* **WORK REQUIRED**
Reproduce the article on the Pantex wildfire shutdown word for word, in its entirety.

* **SELECTED TEXT**
Bulletin: Texas wildfires force major nuclear weapons facility to briefly pause operations

With François Diaz-Maurin.

A wildland fire in the Texas Panhandle forced the Pantex plant, a nuclear facility northeast of Amarillo, to temporarily cease operations on Tuesday and to evacuate nonessential workers. Plant workers also started construction on a fire barrier to protect the plant’s facilities.

The plant resumed normal operations on Wednesday, officials said.

“Thanks to the responsive actions of all Pantexans and the NNSA Production Office in cooperation with the women and men of the Pantex Fire Department and our mutual aid partners from neighboring communities, the fire did not reach or breach the plant’s boundary,” Pantex said in a social media post on Wednesday afternoon.

At a press conference Tuesday evening, Laef Pendergraft, a nuclear safety engineer with the National Nuclear Security Administration production office at Pantex, said the evacuations were out of an “abundance of caution.”

* **INFORMATION SUPPLIED**
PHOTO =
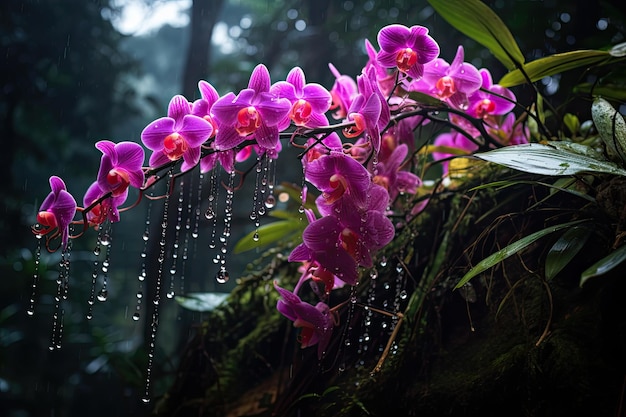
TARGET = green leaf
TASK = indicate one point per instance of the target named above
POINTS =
(604, 265)
(541, 159)
(553, 64)
(269, 233)
(614, 92)
(476, 20)
(201, 301)
(565, 249)
(512, 249)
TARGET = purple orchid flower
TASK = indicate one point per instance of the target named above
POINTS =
(321, 244)
(450, 82)
(336, 175)
(56, 212)
(452, 140)
(107, 209)
(120, 166)
(392, 178)
(179, 135)
(309, 102)
(407, 49)
(316, 321)
(482, 104)
(255, 113)
(365, 113)
(344, 89)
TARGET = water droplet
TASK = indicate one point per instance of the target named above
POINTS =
(222, 276)
(105, 239)
(270, 201)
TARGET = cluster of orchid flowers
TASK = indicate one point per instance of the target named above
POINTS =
(358, 177)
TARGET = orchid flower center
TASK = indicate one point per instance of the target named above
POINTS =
(213, 124)
(300, 112)
(405, 59)
(248, 121)
(484, 108)
(339, 186)
(358, 127)
(350, 241)
(323, 275)
(174, 146)
(446, 87)
(119, 179)
(48, 220)
(381, 180)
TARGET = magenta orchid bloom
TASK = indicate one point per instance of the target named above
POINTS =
(365, 113)
(179, 135)
(56, 212)
(336, 175)
(360, 231)
(450, 82)
(344, 89)
(482, 104)
(316, 321)
(309, 102)
(392, 178)
(202, 107)
(255, 113)
(324, 244)
(407, 49)
(107, 209)
(120, 166)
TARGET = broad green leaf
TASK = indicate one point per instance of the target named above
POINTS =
(512, 249)
(565, 249)
(268, 234)
(201, 301)
(604, 265)
(479, 22)
(609, 91)
(553, 64)
(541, 159)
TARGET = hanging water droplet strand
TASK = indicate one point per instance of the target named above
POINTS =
(37, 260)
(61, 294)
(176, 245)
(154, 324)
(94, 279)
(255, 216)
(222, 275)
(104, 292)
(144, 253)
(212, 210)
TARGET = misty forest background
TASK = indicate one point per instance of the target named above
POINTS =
(68, 78)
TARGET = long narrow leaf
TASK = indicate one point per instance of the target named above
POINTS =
(553, 64)
(512, 249)
(604, 265)
(541, 159)
(565, 249)
(476, 20)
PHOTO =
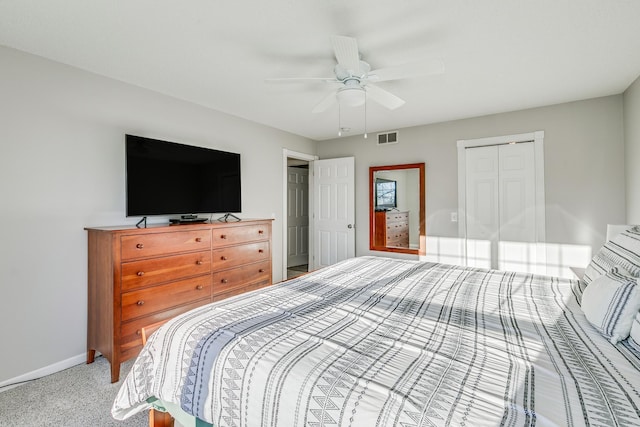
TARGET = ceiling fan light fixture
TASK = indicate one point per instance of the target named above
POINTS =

* **OUTPUT FOR THIS EXERCISE**
Bulletin: Texas wildfires force major nuclear weapons facility to briefly pause operations

With François Diaz-Maurin.

A wildland fire in the Texas Panhandle forced the Pantex plant, a nuclear facility northeast of Amarillo, to temporarily cease operations on Tuesday and to evacuate nonessential workers. Plant workers also started construction on a fire barrier to protect the plant’s facilities.

The plant resumed normal operations on Wednesday, officials said.

“Thanks to the responsive actions of all Pantexans and the NNSA Production Office in cooperation with the women and men of the Pantex Fire Department and our mutual aid partners from neighboring communities, the fire did not reach or breach the plant’s boundary,” Pantex said in a social media post on Wednesday afternoon.

At a press conference Tuesday evening, Laef Pendergraft, a nuclear safety engineer with the National Nuclear Security Administration production office at Pantex, said the evacuations were out of an “abundance of caution.”